**What this task involves**: Reproduce each record below exactly as written.

**Natural-language object grounding data**:
------------
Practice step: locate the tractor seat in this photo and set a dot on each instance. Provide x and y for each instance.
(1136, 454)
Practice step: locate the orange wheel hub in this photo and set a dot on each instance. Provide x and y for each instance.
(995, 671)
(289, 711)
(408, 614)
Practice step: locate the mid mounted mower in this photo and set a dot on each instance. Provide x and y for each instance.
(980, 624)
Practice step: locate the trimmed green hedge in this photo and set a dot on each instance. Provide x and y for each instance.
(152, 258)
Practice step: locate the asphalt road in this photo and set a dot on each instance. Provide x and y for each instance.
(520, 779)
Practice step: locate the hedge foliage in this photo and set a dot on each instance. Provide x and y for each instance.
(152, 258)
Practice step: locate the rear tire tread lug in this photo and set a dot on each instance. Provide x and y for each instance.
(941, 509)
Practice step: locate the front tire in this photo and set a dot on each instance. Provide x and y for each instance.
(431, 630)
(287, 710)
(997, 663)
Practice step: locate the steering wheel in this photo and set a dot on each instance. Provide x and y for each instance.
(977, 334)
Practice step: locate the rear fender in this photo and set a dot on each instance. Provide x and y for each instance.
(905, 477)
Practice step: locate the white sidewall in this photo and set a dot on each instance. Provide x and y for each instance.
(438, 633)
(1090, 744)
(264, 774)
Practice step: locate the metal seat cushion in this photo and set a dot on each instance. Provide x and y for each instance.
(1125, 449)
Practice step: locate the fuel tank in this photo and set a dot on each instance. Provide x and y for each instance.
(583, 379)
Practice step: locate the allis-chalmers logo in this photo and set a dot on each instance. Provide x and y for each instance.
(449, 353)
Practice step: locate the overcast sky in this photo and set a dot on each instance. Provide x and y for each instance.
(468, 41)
------------
**The completed task**:
Practice step: locate the tractor seat in this photo and set a dot on each instance. Provide x and y for each instance.
(1136, 454)
Practice step: locate the orange wheel hub in this photo and set a dot on each instance. Provide x and y for each instance.
(995, 671)
(289, 711)
(408, 614)
Practice step: locate the mid mounted mower in this photo and set a dot on each instance. Provide x and y for each instance.
(980, 624)
Practice step: locate the trimmed green hedge in this photo and set a dot on each instance. Provide x and y for each instance.
(152, 258)
Practice step: locate the asphalt road in this photo and set a dot on each instance. Provide x and y for each instance.
(520, 779)
Practice step: locate the hedge foliage in this photo and set a dot on each instance. Provide x and y for each instance.
(152, 258)
Practice step: locate the rear tire tread lug in this photo and set a dot on each instance. Provide x and y for each instance.
(941, 509)
Practice step: locate the front tire in this photo and set a dot on each instance. Provide x and y for each instance.
(431, 630)
(287, 710)
(997, 663)
Practice step: locate the steering wheel in this photo and set a dot on each instance. Provide x and y for each instance.
(977, 334)
Practice step: locate the rear fender in this photo and set a dot on each instance. Provide x and y for each instance.
(905, 477)
Practice step: locate the white sidewall in this photo and set a dot on each instance. Provide x and y for each instance.
(438, 633)
(1090, 744)
(264, 774)
Practice step: locate the metal seat cushion in this photo and set a dot on each instance. Provide x and y for each instance.
(1125, 449)
Practice step: locate the fuel tank in this photo and set a dot on each instance. Provide x and y for each instance.
(583, 379)
Practice step: locate the allis-chalmers logo in this photo and set a dot on each instance. Provide x and y for each instance.
(449, 353)
Practice step: locate the overcast sky in this photo and set a dot on each instance. Provide x and y for each instance.
(468, 41)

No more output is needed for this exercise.